Mary Margaret O'Reilly
|1st Assistant Director of the United States Bureau of the Mint|
July 1, 1924 – October 29, 1938
|Succeeded by||Fbe. Leland Howard|
|Born||October 14, 1865|
Springfield, Massachusetts, United States
|Died||December 6, 1949 (aged 84)|
Mary Margaret O'Reilly (October 14, 1865 – December 6, 1949) was an American civil servant who worked as the Assistant Director of the United States Bureau of the Mint. She worked at the Mint for 34 years, from 1904 to her retirement in 1938. One of the United States' highest-ranking female civil servants of her time, she often served as the Mint's acting director in the absence of the director from 1916 until 1924, when she was formally made assistant director. She was known as the "sweetheart of the Treasury".
O'Reilly was born in Springfield, Massachusetts to an Irish migrant family. Growing up in that state, she left school around the age of 14 to help support her widowed mother and her siblings. Likely starting work in the local textile mills, she trained at night school as a clerk before working for twenty years in that profession in Worcester. In 1904, O'Reilly gained a position at the Mint Bureau, resulting in a move to Washington, D.C. She rose rapidly in the hierarchy, unusual for a woman at that time, and with many of the directors under whom she served having little knowledge of or interest in the bureau's operations, the task of running the Mint often fell to her.
Beginning in 1933, O'Reilly served under her first female director, Nellie Tayloe Ross, and they forged a strong bond. O'Reilly was considered to be so indispensable to the bureau's operations that President Franklin Delano Roosevelt postponed her retirement, scheduled for 1935, to 1938. O'Reilly never married, and died in 1949.
Mary Margaret O'Reilly was born in Springfield, Massachusetts, on October 14, 1865. Her parents, James A. and Joanna O'Reilly, were immigrants from Ireland, and Mary was one of five children. The family lived in Springfield and nearby Chicopee, Massachusetts, where James O'Reilly was a liquor wholesaler. He died after an illness in 1873. As well as depriving the family of income, his death caused his family legal trouble: Austin O'Reilly,[a] a clerk in the now-closed O'Reilly business, tried to settle the estate by selling the remaining alcohol, but lacked a license to do so. Joanna O'Reilly denied any knowledge of business affairs. Austin's conviction for transporting liquor without a license was upheld by the Massachusetts Supreme Judicial Court.

************

Directive 1
According to the biography of Mary Margaret O'Reilly, what nickname was she known by?
Directive 2
Carry on the biography of Mary Margaret O'Reilly, picking up after its final sentence.
The data that comes next is separate material and has no connection to the biography of Mary Margaret O'Reilly.

************

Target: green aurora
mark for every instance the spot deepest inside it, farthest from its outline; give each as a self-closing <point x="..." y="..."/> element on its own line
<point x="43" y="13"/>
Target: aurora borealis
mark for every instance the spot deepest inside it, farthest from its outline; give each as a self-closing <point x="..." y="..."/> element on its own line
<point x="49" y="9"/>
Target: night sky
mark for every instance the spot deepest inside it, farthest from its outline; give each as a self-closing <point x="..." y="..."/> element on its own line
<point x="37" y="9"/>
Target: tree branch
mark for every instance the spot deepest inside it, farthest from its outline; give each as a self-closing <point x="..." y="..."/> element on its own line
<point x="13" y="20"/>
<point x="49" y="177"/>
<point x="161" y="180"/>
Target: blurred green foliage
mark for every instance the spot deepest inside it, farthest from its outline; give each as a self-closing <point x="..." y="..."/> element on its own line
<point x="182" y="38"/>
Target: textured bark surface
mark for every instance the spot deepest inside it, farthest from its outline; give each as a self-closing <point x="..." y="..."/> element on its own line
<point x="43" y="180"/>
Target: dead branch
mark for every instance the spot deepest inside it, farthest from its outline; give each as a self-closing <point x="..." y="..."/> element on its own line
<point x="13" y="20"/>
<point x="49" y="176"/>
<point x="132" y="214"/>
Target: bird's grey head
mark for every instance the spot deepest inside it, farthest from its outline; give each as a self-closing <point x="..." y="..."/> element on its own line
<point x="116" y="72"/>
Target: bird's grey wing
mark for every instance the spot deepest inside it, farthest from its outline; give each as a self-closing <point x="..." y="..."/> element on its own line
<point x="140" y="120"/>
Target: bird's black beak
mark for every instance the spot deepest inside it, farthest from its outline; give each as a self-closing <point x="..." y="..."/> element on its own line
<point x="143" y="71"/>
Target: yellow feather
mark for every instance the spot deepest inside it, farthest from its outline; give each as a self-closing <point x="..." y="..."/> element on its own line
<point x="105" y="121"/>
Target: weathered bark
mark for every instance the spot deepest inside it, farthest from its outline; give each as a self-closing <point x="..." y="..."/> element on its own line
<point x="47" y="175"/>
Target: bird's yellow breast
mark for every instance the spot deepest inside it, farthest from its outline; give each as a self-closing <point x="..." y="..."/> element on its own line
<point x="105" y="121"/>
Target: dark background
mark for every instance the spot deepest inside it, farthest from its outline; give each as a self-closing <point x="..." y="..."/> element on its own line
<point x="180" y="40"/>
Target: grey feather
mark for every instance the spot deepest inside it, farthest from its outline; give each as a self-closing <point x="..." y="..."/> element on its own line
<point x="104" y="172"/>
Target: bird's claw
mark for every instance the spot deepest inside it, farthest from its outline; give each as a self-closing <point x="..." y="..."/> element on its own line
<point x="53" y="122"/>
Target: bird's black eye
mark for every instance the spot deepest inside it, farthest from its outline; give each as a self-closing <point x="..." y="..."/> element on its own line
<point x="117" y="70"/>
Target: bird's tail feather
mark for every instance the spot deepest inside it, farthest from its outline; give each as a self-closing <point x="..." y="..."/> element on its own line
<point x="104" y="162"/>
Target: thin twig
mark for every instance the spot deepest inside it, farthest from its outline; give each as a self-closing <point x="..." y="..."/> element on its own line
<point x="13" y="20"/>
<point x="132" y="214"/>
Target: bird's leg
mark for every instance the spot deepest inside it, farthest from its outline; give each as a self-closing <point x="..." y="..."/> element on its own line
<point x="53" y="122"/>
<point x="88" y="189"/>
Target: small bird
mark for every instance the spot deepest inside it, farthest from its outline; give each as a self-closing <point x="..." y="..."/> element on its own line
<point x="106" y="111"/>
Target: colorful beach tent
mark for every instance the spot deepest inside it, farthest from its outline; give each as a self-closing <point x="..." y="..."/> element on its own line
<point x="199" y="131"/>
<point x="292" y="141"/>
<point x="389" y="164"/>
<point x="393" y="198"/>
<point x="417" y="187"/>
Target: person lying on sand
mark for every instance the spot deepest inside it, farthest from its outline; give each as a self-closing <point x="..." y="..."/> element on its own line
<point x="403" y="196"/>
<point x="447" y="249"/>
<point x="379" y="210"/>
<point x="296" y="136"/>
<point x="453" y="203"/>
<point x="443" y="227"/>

************

Exercise answer 1
She was known as the "sweetheart of the Treasury."

Exercise answer 2
Mary left school after ninth grade, at or soon after age 14, as her help was needed to support the family. She likely worked for one of the local textile mills, and attended night school to train as a clerk and stenographer. From 1885 to 1903, she worked as a clerk, living in Worcester along with a brother, in a boarding house owned by their mother.
O'Reilly was hired by the United States Bureau of the Mint as a Class D temporary clerk in 1904, when she was 38 years old, older than most new employees. She served in the Washington, D.C. headquarters of the Bureau of the Mint, where Mint Director George E. Roberts was impressed by her business experience and competence. Initially having only temporary status, she was made a permanent employee in 1905, and was promoted again that year to Clerk Class I at a salary of $1,200. When Margaret Kelly was commissioned Examiner of the Bureau of the Mint in 1911, the ripple of promotions in her wake included O'Reilly, who became adjuster of accounts. This made her in effect the chief clerk of the Mint Bureau, with responsibility for reviewing all contracts. According to Teva J. Scheer, biographer of Nellie Tayloe Ross (O'Reilly's final Mint Director before retirement) "it must have required an almost unprecedented combination of drive and intelligence for [O'Reilly] to have climbed so far up through the organization in her male-dominated work environment".
During the 1910s, O'Reilly continued to gain promotion, serving both as examiner and as computer of bullion. She was frequently called upon to testify before Congress. In 1915, Robert W. Woolley was appointed Mint Director, and was likely O'Reilly's favorite of those who served in that position during her third of a century at the Mint. She often concluded memoranda with personal good wishes, and Woolley reciprocated. After Woolley resigned in August 1916, O'Reilly served as acting director for part of the time until Woolley's successor Friedrich Johannes Hugo von Engelken took office the next month, though Adjuster of the Bureau of the Mint Fred H. Chafflin held the acting position for much of the interregnum.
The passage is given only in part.